▶ [TEXT PASSAGE]

Victims? Don't be melodramatic. Look down there. Would you really feel any pity if one of those dots stopped moving forever? If I offered you twenty thousand pounds for every dot that stopped, would you really, old man, tell me to eat my money--or would you calculate how many dots you could afford to spend?

Welles's remarks have an insidious brilliance, and, whatever else the Ferris-wheel scene means, it has always figured for me as a mischievous little allegory of the moviegoer's relation to death onscreen. In movies, and particularly in thrillers, people get blown away very easily, and sometimes by the dozen; most of them are nameless hoods, and, usually, their deaths mean nothing to us. The appeal of the thriller genre--it's hardly a secret--is essentially amoral. By that I don't mean that we are complicit in mayhem, only that many of us enjoy watching it artfully staged. When someone dies, the payoff comes not in the form of twenty thousand pounds but in the unnegotiable currency of excitement.

▶ [REQUIRED TASKS]
**A.** In the passage about the Ferris-wheel scene, what form does the payoff take when someone dies onscreen?
**B.** Write what comes next in the essay on the Ferris-wheel scene and deaths in thrillers, starting after its final sentence.

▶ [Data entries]
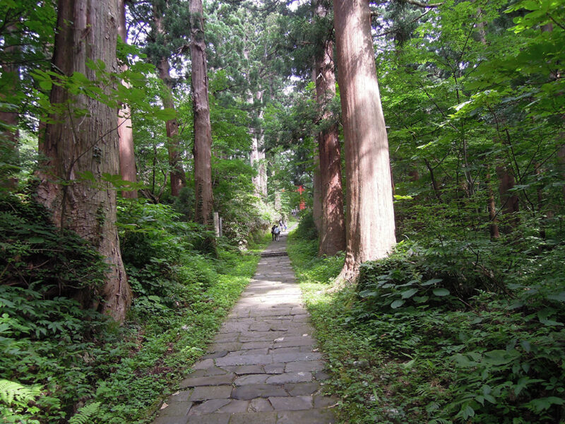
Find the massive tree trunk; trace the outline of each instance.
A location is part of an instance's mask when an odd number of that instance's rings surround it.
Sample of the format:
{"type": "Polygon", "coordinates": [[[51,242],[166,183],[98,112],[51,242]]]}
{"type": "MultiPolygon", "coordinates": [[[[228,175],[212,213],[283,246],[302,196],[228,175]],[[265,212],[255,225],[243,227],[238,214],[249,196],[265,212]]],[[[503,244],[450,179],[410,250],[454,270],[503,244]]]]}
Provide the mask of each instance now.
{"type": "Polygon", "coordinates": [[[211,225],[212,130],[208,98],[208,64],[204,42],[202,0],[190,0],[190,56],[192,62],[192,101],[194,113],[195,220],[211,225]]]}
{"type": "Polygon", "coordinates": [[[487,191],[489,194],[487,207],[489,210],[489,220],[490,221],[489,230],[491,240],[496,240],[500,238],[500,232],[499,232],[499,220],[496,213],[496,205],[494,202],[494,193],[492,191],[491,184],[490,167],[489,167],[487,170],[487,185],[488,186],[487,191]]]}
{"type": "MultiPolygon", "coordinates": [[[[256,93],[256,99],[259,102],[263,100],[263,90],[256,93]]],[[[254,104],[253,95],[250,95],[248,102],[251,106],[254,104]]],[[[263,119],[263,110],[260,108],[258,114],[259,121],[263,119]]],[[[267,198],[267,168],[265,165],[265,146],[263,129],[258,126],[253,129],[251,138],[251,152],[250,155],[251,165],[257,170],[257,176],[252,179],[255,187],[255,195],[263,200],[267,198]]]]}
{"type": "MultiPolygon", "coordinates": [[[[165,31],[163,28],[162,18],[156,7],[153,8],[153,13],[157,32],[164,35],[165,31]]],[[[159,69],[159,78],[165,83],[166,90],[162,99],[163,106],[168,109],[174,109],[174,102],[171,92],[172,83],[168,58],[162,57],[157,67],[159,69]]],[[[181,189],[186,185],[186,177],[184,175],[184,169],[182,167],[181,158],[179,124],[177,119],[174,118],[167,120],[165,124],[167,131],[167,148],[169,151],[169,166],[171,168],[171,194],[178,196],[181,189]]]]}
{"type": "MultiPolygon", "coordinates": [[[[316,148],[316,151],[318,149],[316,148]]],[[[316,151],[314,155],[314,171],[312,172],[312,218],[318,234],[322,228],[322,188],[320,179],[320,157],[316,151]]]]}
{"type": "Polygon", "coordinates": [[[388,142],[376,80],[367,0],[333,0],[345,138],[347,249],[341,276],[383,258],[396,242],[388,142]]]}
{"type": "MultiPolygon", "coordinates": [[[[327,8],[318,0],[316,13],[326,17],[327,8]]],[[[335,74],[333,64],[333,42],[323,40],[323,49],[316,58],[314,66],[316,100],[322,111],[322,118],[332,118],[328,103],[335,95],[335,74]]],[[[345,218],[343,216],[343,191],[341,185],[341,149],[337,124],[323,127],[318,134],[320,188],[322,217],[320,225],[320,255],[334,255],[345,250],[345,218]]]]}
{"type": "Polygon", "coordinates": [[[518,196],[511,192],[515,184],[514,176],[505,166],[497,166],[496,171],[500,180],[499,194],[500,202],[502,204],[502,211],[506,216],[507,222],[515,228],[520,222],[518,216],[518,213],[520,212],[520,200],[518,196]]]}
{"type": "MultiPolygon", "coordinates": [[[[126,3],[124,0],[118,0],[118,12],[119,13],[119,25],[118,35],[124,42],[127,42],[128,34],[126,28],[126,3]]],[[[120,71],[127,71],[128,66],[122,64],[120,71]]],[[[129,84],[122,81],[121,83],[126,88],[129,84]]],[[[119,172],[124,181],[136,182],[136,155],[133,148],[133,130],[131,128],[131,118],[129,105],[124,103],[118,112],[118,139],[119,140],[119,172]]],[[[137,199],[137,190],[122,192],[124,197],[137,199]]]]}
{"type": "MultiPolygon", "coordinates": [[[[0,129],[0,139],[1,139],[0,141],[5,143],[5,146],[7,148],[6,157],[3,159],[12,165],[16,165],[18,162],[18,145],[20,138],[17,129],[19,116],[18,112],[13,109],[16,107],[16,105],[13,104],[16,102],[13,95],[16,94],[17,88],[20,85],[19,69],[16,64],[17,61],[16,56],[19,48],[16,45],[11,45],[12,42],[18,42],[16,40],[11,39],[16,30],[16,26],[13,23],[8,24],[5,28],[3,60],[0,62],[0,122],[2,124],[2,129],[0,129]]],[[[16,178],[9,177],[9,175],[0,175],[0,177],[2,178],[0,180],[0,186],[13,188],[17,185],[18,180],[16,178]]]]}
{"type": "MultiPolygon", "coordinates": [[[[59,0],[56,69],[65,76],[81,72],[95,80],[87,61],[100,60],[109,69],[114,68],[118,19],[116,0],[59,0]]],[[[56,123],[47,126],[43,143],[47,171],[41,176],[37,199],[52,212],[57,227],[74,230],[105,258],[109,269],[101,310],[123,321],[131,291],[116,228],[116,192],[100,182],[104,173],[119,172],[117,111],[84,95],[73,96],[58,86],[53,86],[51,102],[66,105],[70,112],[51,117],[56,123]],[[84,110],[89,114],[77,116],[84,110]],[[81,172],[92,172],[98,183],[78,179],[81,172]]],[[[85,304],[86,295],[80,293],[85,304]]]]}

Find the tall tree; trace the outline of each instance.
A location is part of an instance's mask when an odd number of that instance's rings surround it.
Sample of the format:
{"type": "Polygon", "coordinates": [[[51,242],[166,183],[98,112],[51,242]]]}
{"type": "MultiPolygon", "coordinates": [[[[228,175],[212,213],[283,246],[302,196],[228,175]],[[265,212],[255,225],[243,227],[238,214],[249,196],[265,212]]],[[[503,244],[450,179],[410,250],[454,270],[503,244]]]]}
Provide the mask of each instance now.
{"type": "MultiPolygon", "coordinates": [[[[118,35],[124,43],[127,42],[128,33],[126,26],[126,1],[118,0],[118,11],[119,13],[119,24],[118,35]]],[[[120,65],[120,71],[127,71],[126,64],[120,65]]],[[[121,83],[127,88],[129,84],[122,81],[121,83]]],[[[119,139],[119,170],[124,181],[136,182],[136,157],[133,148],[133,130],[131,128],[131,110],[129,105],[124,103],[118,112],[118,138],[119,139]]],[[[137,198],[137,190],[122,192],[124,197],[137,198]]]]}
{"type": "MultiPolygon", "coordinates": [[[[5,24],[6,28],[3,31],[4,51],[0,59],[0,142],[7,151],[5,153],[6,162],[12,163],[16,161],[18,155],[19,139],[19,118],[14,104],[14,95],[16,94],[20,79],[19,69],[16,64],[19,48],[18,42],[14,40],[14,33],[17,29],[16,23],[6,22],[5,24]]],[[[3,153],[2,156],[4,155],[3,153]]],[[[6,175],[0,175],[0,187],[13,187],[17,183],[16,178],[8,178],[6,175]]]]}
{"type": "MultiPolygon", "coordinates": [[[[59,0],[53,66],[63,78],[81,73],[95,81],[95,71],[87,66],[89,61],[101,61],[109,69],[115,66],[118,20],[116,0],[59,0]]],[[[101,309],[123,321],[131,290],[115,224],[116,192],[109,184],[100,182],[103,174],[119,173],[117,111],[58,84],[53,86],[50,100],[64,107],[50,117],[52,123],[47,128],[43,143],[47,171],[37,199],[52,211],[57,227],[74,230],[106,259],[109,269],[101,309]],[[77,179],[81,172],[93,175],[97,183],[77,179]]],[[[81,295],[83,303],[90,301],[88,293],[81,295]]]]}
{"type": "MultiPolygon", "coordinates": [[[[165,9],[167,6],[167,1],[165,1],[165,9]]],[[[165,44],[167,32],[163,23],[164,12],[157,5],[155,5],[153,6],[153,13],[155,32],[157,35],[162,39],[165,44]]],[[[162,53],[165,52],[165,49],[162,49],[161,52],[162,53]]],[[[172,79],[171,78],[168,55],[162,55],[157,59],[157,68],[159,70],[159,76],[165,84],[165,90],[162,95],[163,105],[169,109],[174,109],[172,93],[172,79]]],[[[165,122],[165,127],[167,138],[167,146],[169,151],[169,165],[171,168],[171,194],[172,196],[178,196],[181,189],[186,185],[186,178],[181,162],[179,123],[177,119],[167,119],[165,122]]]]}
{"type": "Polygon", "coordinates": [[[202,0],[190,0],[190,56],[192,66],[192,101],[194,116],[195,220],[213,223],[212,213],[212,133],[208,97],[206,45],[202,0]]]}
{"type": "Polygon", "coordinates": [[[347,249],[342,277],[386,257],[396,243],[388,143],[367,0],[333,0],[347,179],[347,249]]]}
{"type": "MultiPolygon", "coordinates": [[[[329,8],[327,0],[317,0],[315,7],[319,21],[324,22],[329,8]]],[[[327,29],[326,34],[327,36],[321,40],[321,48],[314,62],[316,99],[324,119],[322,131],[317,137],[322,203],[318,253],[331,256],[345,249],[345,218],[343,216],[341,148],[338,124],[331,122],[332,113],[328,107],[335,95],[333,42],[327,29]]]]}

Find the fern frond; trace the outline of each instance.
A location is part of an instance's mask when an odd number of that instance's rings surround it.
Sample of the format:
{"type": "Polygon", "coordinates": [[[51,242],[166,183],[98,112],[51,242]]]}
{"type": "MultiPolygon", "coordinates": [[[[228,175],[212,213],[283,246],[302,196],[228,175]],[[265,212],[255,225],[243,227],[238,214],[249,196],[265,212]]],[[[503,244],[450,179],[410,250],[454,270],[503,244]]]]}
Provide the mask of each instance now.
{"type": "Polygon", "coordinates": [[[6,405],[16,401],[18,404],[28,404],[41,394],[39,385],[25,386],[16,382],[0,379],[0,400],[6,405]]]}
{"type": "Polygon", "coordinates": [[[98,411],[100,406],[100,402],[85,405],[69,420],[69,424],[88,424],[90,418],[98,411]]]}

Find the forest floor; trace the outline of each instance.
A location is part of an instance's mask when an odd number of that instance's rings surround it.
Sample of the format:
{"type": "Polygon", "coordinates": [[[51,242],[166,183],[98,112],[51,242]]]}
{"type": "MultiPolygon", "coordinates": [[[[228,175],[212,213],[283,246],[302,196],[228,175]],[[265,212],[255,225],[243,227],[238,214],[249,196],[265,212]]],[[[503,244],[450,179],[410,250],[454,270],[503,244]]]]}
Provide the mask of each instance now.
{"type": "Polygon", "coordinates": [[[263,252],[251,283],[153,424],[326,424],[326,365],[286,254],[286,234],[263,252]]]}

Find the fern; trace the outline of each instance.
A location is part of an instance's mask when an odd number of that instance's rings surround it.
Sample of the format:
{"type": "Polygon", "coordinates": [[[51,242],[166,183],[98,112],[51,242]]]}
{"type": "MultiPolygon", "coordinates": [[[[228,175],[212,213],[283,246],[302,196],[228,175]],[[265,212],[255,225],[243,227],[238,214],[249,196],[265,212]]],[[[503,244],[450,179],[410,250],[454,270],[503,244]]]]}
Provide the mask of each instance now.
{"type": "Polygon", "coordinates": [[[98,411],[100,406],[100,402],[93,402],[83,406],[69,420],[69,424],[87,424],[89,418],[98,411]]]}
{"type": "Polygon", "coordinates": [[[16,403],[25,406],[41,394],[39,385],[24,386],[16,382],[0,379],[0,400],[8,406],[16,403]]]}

--

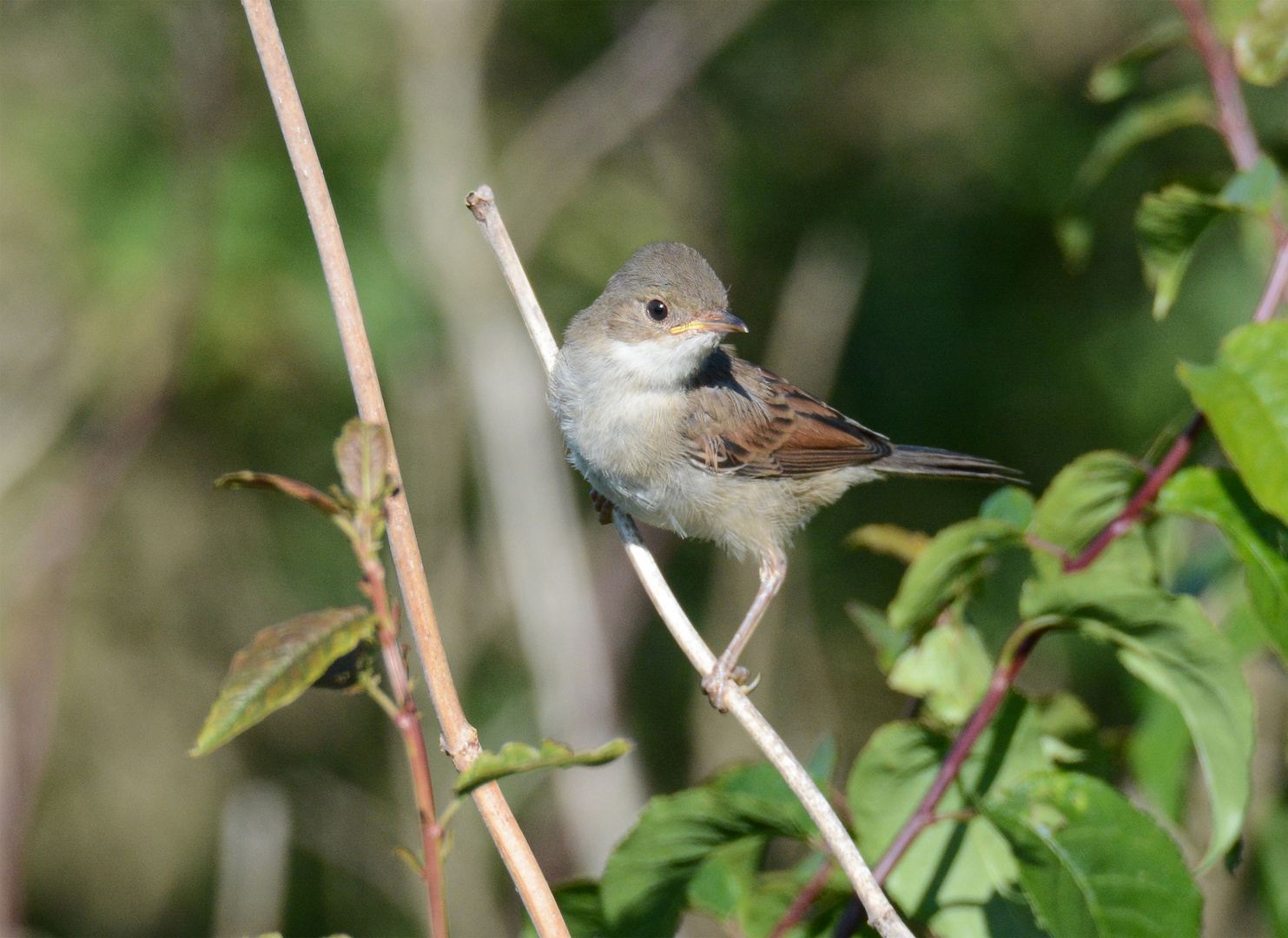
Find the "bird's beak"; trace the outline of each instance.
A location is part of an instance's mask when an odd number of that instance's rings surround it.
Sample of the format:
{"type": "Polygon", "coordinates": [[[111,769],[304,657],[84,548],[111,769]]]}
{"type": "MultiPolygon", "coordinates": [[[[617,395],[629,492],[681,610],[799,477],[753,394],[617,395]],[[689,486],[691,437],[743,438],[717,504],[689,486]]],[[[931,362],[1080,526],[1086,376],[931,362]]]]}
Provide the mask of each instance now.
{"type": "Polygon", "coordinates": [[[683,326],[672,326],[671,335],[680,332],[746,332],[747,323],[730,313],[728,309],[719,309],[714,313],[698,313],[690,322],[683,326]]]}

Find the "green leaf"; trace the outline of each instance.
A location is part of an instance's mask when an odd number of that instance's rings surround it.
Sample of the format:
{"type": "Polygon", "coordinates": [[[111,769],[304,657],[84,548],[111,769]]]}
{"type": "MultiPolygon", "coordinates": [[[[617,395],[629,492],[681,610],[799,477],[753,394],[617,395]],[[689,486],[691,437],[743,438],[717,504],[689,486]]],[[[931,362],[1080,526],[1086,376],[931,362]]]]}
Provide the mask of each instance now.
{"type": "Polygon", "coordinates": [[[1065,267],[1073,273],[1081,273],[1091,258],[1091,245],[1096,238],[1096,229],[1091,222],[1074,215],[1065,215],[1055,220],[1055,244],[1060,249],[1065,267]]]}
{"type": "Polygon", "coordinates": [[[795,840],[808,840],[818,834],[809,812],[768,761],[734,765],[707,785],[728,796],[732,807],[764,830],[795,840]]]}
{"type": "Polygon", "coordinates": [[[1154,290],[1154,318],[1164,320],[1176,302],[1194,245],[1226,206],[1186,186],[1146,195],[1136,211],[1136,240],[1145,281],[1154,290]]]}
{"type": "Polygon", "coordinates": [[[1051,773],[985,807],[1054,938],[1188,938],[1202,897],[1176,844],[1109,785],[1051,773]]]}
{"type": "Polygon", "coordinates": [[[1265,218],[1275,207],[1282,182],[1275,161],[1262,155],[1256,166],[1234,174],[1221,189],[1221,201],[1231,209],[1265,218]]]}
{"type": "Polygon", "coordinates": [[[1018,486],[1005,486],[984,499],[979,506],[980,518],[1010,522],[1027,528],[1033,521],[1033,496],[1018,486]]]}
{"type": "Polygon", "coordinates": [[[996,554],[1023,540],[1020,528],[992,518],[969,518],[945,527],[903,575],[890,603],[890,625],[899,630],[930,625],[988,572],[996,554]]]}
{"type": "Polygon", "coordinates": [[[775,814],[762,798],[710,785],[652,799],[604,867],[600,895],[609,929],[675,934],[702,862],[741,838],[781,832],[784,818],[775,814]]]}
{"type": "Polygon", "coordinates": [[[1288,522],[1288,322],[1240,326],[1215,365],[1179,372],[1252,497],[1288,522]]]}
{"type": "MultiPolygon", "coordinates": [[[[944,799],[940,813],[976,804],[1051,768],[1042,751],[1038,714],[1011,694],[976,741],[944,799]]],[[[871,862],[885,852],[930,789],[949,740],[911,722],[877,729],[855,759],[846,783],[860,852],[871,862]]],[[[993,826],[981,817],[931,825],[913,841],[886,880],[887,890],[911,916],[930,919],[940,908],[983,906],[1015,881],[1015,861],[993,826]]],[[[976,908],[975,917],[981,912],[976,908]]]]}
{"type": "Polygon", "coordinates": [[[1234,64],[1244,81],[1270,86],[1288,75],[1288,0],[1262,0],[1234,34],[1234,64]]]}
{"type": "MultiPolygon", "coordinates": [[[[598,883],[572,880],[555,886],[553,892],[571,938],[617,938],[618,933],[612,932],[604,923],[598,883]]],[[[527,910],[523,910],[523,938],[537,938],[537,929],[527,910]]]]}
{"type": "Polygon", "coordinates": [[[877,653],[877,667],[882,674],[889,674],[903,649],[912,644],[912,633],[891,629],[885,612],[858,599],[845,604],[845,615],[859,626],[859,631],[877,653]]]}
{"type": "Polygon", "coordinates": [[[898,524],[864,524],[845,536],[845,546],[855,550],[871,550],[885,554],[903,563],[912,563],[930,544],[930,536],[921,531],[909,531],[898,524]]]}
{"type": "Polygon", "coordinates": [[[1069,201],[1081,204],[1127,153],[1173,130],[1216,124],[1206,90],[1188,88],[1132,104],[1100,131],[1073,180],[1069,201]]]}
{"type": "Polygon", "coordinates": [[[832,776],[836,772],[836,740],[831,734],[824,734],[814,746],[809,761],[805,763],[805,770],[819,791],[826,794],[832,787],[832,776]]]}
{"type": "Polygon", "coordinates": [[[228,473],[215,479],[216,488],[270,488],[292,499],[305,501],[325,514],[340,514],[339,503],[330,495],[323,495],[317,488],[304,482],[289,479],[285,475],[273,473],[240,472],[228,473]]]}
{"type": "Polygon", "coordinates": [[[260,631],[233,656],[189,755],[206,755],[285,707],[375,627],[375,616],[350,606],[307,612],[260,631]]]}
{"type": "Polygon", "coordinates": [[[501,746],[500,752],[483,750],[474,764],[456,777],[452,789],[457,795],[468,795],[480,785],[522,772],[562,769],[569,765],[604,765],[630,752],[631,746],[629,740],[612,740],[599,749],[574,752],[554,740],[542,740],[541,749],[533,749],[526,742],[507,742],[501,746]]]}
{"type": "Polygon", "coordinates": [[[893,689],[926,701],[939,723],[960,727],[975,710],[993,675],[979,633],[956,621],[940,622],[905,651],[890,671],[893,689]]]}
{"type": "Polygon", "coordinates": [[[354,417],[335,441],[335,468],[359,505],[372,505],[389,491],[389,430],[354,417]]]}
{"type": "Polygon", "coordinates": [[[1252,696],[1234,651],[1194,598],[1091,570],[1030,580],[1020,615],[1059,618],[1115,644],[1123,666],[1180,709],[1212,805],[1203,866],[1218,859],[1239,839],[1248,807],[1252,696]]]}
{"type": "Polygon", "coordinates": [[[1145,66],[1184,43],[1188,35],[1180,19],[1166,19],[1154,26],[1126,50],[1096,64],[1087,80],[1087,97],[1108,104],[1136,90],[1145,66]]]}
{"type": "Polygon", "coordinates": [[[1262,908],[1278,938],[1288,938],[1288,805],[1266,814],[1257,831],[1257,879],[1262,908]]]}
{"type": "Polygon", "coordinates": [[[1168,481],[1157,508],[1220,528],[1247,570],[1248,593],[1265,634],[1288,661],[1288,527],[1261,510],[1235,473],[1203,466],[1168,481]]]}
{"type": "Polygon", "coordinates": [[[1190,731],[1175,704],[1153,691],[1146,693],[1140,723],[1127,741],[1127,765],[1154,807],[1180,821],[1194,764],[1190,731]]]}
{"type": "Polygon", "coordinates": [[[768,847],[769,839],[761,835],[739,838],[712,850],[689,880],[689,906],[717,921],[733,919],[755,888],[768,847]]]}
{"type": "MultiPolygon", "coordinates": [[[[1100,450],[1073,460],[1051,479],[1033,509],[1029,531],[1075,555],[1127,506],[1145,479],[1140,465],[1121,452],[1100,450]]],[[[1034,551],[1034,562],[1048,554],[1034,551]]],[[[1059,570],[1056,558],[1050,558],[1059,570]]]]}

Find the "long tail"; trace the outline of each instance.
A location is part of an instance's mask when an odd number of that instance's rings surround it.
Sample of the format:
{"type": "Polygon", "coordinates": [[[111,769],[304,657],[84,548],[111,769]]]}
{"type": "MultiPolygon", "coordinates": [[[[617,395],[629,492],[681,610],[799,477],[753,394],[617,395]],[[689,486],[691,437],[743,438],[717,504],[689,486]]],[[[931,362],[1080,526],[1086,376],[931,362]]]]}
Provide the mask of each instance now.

...

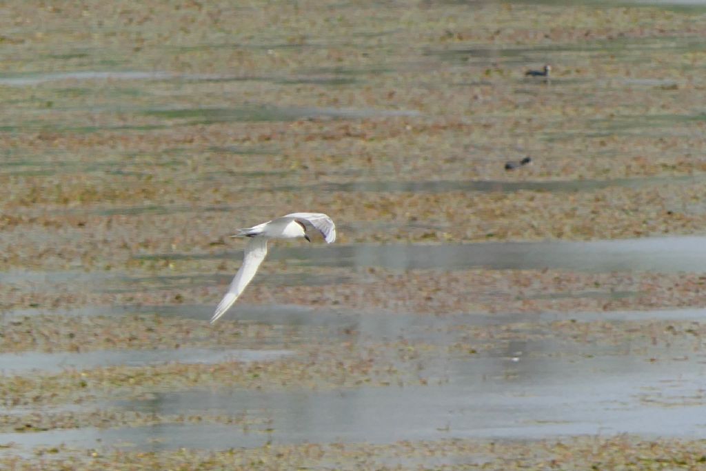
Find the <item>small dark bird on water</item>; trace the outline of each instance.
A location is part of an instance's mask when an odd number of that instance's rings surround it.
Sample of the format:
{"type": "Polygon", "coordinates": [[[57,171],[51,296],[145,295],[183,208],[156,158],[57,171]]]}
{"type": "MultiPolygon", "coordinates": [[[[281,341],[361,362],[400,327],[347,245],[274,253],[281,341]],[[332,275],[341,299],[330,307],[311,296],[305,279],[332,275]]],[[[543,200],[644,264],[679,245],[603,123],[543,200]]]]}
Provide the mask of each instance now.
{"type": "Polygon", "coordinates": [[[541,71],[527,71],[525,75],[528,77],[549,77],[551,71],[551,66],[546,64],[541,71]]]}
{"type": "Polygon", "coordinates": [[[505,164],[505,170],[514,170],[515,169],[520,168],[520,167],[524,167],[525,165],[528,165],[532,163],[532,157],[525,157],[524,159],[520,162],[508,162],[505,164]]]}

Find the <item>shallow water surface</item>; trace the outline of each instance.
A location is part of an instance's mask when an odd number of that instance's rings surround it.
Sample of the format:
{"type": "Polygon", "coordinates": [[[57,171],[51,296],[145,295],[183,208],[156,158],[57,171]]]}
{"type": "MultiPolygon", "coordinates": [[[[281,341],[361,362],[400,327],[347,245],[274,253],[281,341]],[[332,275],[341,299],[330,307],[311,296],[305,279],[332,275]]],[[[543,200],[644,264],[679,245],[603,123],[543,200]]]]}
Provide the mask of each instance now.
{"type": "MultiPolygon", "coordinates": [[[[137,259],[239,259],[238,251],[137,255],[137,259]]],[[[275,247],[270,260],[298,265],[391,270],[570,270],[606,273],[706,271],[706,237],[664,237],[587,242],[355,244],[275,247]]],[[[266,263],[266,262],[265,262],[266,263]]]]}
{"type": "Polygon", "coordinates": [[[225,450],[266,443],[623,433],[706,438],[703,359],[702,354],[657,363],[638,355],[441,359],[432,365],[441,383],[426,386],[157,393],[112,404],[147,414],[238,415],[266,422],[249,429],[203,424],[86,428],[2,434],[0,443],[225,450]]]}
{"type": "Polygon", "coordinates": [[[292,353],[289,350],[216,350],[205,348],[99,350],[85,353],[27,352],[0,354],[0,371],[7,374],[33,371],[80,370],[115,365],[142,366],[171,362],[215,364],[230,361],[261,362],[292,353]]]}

▶ [RESULTS BY TASK]
**A.** It comes in the unnegotiable currency of excitement.

**B.**
Thrillers produce two kinds of emotion. First comes apprehension--the hunter drawing near, the catastrophe unfolding, the everyday world altered into a sinister landscape of danger. The audience is paralyzed with fear and anticipation. And then comes violence, which releases the tension. The bloodshed may, in the end, only increase our fear, but at least for a time we're not breathless with anxiety. Relieved, we want the violence to go beyond what's possible in life--we need that heightening the way an ordinary sedan needs a turbo engine--but not too far beyond it. Even as we require exaggeration, we want to be allowed to believe that the violence is "real." That is, we don't wish to be reminded too explicitly of our need. Thrillers enter into a sinful, slightly duplicitous transaction with our desire to be entertained. The greatest thrillers, however, go beyond the transaction and take up the challenge offered by Orson Welles in the Ferris-wheel scene; they make us wonder if the deaths of strangers should somehow matter to us.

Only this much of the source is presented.